Work required: Summarize the guest post about delayed flights in two sentences.

Excerpt:

* * * * *

This week I wanted to try something new. I helped my good friend Ken Bramble write one of his very first blog posts. We’ve talked about the process over the years because we’re in a peer advisory group together and go all the way back to Lambda Chi Alpha fraternity brothers at KSU.
I enjoyed the story he wrote and asked if he would be willing to let me share it with you. So here it is… lessons Ken learned from a bunch of delayed flights. :)
Guest post by Ken Bramble, Employee Benefits Practice Leader at Truss
On a recent family vacation with my wife and two high school aged sons, we had the misfortune of starting our trip in the airport with summer storm rain delays.
Little did we know when our first flight got delayed by 20 minutes that our originally planned six hour travel plan would turn into a 29-hour trip which had us traveling through five airports, catching trains between gates, taking an Uber from one New York City airport to another, and arriving 10 minutes late to check in for an international (Canada) flight.
We “spent the night” in Logan International Airport in Boston after arriving at midnight and being scheduled for a 6:00 AM departure. For those of you over roughly 30 years of age, this should strike a memory of a John Candy and Steve Martin classic movie called “Planes, Trains and Automobiles!”
When it was time at the end of our vacation to return back to Kansas City we thought certainly the return trip will go smoother. Trouble was, it didn’t. It was a 24 journey back to KC. We spent eight hours in the first airport and after running to the connecting gate in Newark, arrived just in time to watch the pilot push back from the gate ten minutes early.
At this point the only remedy we had was to get a flight to St Louis, arriving at midnight and waiting in line for an hour and 45 minutes to rent a car and drive through the night back to Kansas City… arriving back home at 7:30 AM.
Now, a few things are important to mention here:
Being courteous and kind to others can go a long way no matter how frustrating the situation. At one point during the outbound trip, my wife encountered a gate agent that was quite frazzled with all of the delays. For those of you that know my wife, you know that she is one of the most kind-hearted and patient people I know. She remained calm, and decided to give the agent some time to deal with other passengers.
Later she re-approached the agent and began to establish a rapport with her. That exchange resulted in not only getting us on a flight that was overbooked but putting us in business class on a plane configured for international travel.

* * * * *

Recorded information:

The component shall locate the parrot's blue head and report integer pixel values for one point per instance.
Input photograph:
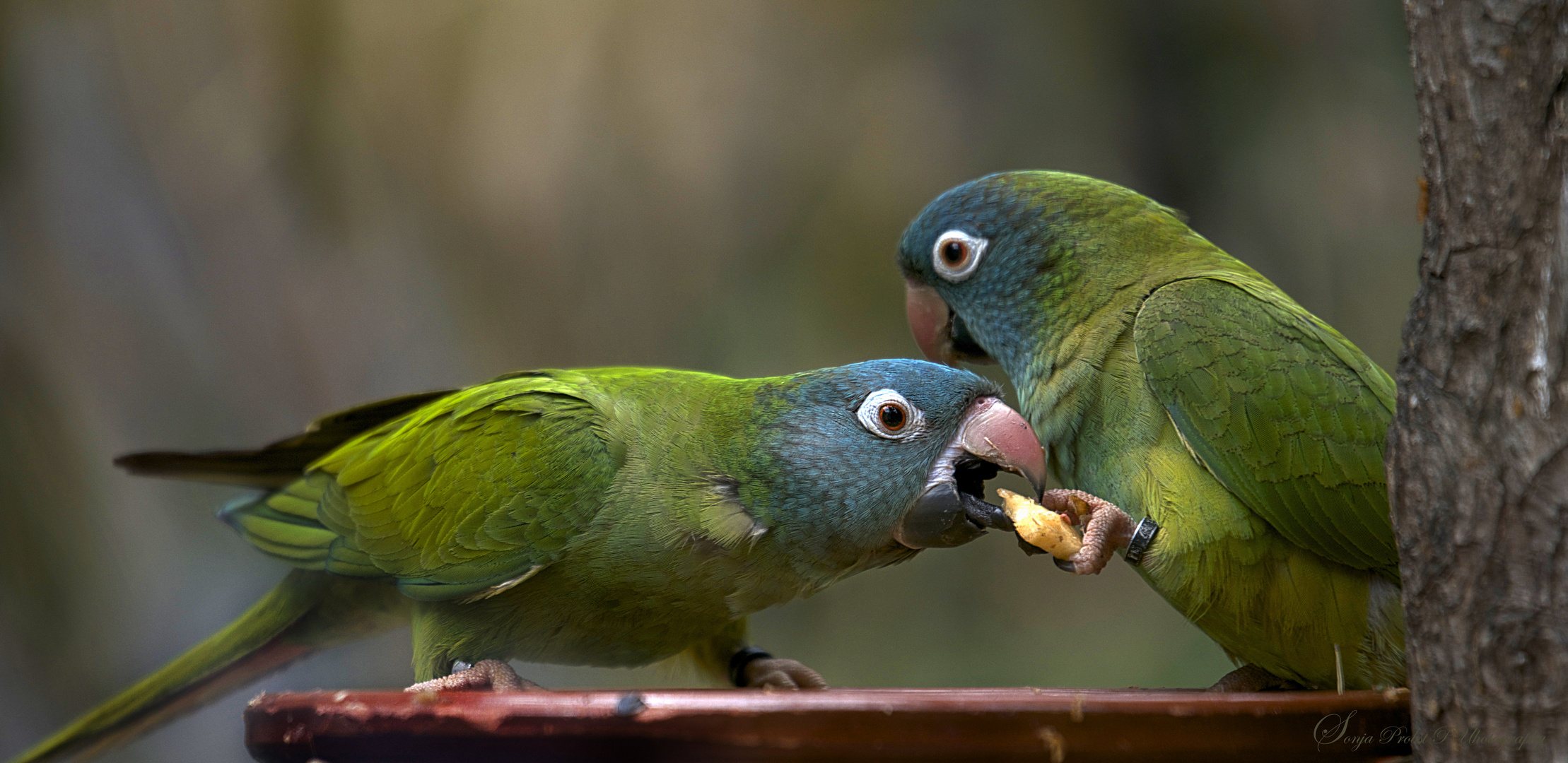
(995, 261)
(894, 451)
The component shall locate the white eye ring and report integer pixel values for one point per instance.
(888, 414)
(966, 247)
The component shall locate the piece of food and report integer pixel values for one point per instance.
(1040, 527)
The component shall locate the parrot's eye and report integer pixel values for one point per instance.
(891, 415)
(957, 254)
(888, 414)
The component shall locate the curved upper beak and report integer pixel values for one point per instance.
(996, 433)
(943, 336)
(952, 509)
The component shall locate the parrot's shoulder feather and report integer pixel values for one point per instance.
(283, 461)
(1280, 408)
(472, 491)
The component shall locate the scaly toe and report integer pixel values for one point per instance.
(783, 674)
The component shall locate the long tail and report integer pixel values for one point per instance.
(305, 613)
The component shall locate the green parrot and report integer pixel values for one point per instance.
(1170, 379)
(610, 517)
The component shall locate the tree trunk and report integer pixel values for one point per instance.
(1479, 445)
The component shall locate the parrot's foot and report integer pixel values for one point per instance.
(1104, 530)
(486, 674)
(772, 673)
(1250, 678)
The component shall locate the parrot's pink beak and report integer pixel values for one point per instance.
(952, 508)
(941, 336)
(929, 321)
(997, 434)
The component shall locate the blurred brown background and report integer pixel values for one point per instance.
(223, 218)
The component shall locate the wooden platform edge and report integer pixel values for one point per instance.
(835, 724)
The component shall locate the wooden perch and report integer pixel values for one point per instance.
(1082, 726)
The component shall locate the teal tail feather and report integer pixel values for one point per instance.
(305, 613)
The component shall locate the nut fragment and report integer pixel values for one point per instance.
(1040, 527)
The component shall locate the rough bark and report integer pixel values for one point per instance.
(1479, 445)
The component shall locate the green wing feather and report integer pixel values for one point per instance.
(1280, 408)
(469, 492)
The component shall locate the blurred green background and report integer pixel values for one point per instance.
(223, 218)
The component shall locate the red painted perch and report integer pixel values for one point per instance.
(1080, 726)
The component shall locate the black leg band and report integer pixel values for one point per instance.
(741, 660)
(1142, 536)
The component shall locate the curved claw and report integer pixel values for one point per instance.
(486, 674)
(772, 673)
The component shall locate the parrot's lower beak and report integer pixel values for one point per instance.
(941, 334)
(952, 509)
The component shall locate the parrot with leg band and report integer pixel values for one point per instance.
(1203, 420)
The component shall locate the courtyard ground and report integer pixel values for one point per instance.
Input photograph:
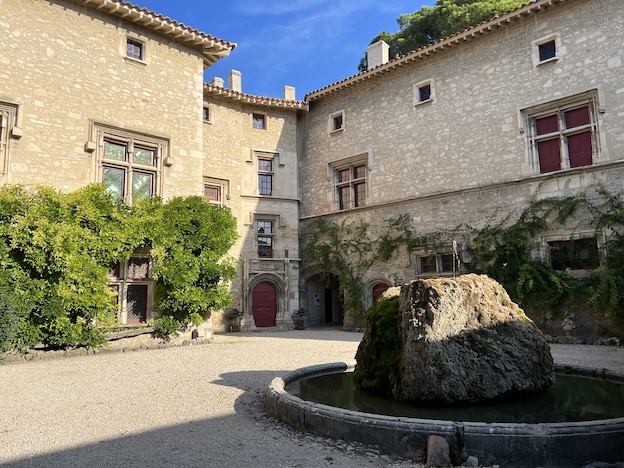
(194, 406)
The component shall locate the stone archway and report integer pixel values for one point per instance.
(321, 298)
(269, 289)
(264, 304)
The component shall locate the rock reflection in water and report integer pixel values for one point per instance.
(571, 398)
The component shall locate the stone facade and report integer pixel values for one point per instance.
(234, 150)
(70, 90)
(445, 135)
(467, 152)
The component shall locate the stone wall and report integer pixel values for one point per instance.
(471, 134)
(232, 147)
(463, 157)
(65, 65)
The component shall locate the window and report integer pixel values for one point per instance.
(259, 121)
(423, 92)
(563, 136)
(134, 49)
(265, 176)
(128, 170)
(436, 263)
(336, 122)
(212, 193)
(577, 254)
(132, 284)
(216, 190)
(547, 50)
(350, 183)
(8, 129)
(265, 238)
(439, 263)
(129, 164)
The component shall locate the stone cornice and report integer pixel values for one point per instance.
(424, 52)
(212, 48)
(227, 93)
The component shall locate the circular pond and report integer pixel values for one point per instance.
(577, 422)
(571, 398)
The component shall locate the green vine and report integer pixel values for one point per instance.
(506, 251)
(57, 249)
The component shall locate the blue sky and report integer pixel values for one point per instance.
(307, 44)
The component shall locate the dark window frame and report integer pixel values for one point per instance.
(259, 121)
(265, 237)
(135, 49)
(266, 176)
(547, 50)
(574, 254)
(350, 185)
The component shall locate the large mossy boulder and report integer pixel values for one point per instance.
(452, 340)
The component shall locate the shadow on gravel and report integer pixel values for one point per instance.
(322, 333)
(220, 442)
(245, 439)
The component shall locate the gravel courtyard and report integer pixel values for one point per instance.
(195, 406)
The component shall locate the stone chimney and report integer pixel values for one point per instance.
(289, 93)
(235, 81)
(377, 54)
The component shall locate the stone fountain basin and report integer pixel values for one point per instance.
(507, 444)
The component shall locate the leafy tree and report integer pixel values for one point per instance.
(56, 251)
(430, 24)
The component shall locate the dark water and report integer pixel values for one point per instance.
(571, 398)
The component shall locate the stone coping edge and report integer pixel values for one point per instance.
(506, 444)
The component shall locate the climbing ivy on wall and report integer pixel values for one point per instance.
(57, 249)
(505, 251)
(347, 251)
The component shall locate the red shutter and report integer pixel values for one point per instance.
(579, 149)
(546, 125)
(264, 305)
(549, 155)
(577, 117)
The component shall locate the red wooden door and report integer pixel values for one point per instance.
(264, 305)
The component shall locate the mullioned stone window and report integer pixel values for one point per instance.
(132, 283)
(9, 128)
(129, 164)
(216, 191)
(563, 134)
(350, 182)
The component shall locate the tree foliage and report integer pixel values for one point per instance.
(430, 24)
(57, 249)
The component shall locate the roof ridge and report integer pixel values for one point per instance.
(531, 7)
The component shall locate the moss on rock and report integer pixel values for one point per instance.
(378, 355)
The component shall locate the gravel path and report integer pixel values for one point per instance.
(187, 406)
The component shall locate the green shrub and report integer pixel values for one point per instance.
(377, 362)
(60, 247)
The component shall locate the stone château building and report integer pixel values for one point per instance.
(469, 129)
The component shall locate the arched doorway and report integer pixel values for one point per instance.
(264, 304)
(323, 301)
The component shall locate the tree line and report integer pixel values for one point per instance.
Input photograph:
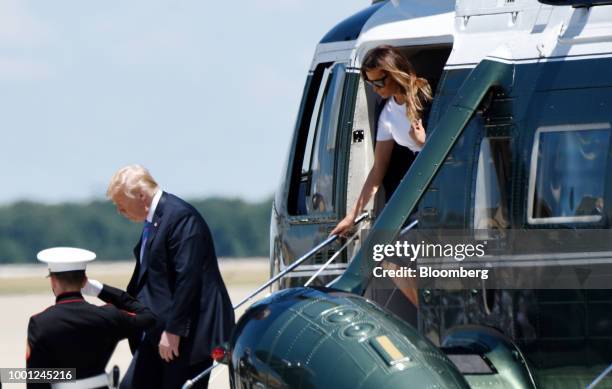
(239, 228)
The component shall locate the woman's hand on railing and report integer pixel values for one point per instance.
(344, 227)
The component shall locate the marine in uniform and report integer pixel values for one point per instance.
(74, 333)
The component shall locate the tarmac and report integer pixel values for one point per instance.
(22, 294)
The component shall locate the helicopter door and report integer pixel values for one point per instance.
(312, 196)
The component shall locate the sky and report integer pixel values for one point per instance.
(202, 93)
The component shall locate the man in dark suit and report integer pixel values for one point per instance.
(75, 334)
(178, 278)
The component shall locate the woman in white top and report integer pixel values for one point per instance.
(400, 132)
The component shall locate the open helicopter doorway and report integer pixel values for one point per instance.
(428, 62)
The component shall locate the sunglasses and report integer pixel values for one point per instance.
(380, 83)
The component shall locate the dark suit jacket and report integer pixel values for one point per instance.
(179, 280)
(75, 334)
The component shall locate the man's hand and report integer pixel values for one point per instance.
(168, 346)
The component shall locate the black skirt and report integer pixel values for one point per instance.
(401, 160)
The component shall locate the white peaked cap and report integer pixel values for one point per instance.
(61, 259)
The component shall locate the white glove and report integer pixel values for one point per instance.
(92, 288)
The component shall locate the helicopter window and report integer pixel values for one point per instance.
(312, 186)
(300, 168)
(493, 184)
(568, 170)
(323, 161)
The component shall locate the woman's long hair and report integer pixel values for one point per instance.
(395, 65)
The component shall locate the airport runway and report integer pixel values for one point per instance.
(242, 276)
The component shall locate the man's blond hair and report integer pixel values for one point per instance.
(132, 180)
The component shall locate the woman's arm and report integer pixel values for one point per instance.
(382, 156)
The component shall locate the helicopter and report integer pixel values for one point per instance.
(517, 160)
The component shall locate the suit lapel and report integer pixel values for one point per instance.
(157, 220)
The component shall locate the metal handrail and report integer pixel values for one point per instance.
(297, 263)
(189, 383)
(333, 257)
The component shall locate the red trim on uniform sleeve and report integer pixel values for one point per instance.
(70, 301)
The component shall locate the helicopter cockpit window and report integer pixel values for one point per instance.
(323, 160)
(568, 171)
(312, 187)
(493, 184)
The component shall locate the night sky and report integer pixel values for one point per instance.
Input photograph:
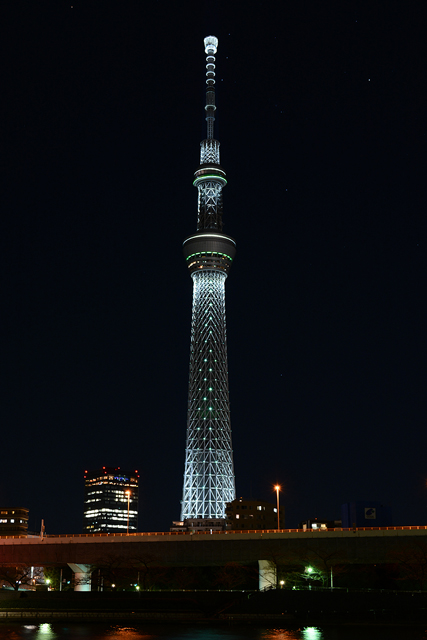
(321, 119)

* * * * *

Solution to the problem: Ken Bramble's family vacation began with summer storm delays that turned a planned six-hour trip into a 29-hour journey through five airports, and the return to Kansas City also went badly, ending with a flight to St. Louis and an overnight drive home in a rental car. He points out that courtesy goes a long way, since his wife's calm, kind approach to a frazzled gate agent got the family onto an overbooked flight in business class.